*** RECORDS TO USE ***

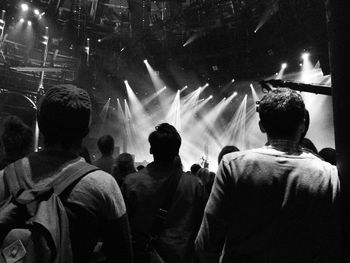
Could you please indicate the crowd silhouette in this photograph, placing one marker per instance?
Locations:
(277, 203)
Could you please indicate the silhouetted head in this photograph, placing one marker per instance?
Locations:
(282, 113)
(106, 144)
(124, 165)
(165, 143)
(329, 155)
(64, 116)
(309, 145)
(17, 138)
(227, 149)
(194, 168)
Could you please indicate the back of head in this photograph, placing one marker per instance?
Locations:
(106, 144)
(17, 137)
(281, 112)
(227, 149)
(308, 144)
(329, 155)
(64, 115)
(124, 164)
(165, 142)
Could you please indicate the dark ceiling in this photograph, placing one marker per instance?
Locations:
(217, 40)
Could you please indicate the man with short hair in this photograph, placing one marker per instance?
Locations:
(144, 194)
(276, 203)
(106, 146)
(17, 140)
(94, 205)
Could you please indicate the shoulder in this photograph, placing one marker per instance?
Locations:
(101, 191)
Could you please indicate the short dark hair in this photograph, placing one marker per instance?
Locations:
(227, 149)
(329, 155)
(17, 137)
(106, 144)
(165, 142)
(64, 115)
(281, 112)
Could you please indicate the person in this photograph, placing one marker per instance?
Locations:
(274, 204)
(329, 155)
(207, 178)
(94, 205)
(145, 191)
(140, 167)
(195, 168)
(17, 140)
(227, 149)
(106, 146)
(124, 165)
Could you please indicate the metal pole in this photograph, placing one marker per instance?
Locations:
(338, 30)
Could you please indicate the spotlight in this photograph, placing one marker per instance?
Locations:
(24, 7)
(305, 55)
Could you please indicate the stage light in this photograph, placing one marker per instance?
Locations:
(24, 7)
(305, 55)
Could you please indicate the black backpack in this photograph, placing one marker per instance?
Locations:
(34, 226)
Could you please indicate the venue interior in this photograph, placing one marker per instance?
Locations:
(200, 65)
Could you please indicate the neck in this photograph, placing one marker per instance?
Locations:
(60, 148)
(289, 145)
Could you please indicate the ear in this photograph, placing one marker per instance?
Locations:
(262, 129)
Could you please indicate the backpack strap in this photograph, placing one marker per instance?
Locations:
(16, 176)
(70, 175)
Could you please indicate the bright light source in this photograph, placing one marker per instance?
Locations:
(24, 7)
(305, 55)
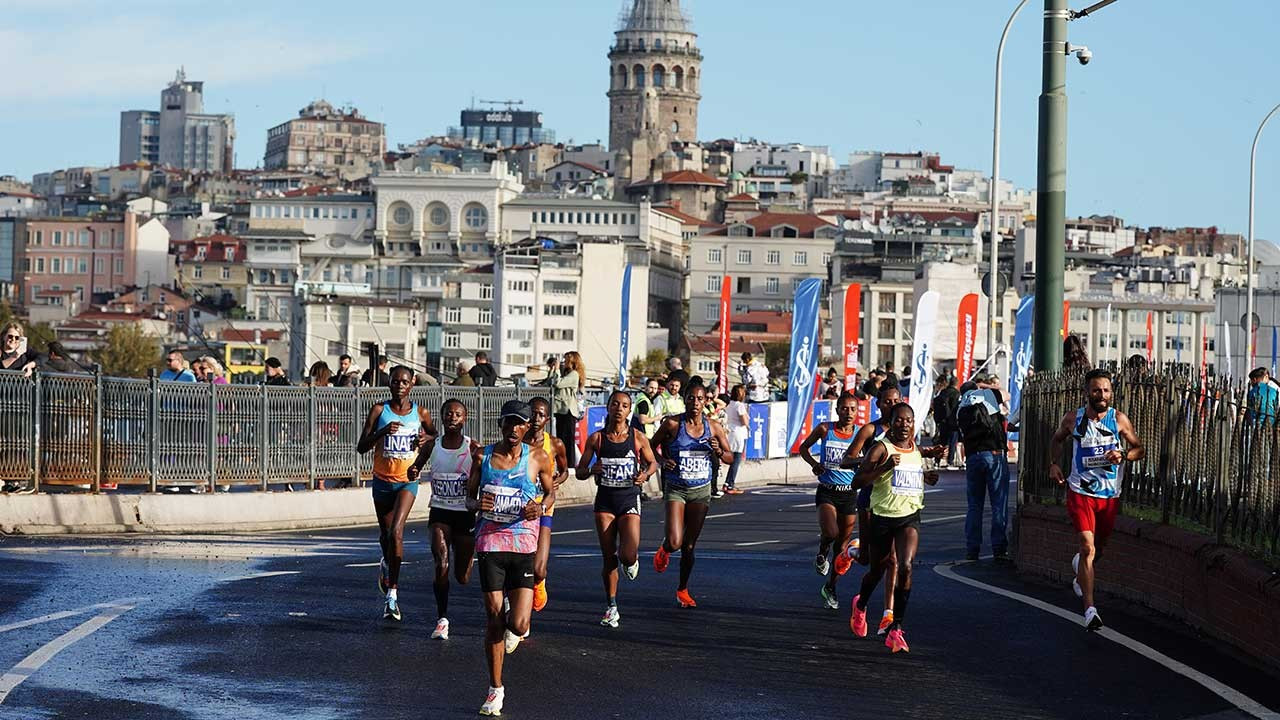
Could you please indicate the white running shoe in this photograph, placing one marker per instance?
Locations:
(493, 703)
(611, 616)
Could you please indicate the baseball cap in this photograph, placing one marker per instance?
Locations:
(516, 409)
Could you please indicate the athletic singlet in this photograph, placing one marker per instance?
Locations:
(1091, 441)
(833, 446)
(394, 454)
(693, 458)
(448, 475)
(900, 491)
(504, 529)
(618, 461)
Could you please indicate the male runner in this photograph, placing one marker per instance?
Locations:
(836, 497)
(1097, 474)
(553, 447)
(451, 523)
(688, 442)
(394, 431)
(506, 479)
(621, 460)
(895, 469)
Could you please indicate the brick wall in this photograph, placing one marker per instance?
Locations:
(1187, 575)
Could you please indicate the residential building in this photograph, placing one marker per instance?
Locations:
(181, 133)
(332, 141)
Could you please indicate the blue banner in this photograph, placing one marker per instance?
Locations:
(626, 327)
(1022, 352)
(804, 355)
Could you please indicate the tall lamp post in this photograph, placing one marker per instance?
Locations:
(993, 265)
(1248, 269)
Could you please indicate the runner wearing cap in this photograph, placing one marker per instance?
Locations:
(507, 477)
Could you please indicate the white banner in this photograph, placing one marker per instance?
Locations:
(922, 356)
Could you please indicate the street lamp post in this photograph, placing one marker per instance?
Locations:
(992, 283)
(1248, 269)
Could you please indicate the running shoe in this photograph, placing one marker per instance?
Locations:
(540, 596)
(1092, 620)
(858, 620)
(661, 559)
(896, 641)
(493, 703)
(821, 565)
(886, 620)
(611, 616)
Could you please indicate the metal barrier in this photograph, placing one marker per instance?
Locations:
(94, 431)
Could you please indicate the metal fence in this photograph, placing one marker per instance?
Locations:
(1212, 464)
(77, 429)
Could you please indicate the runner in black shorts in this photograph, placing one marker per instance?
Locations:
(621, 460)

***

TASK TO CARRY OUT:
Copy out all lines of the material containing the word "backpack".

PROBLEM SOLUTION:
Could you please indicate the black backpack in this photograph, placing one marker per instance?
Could you please indicate the backpack strap in this photograph, placing one marker per instance?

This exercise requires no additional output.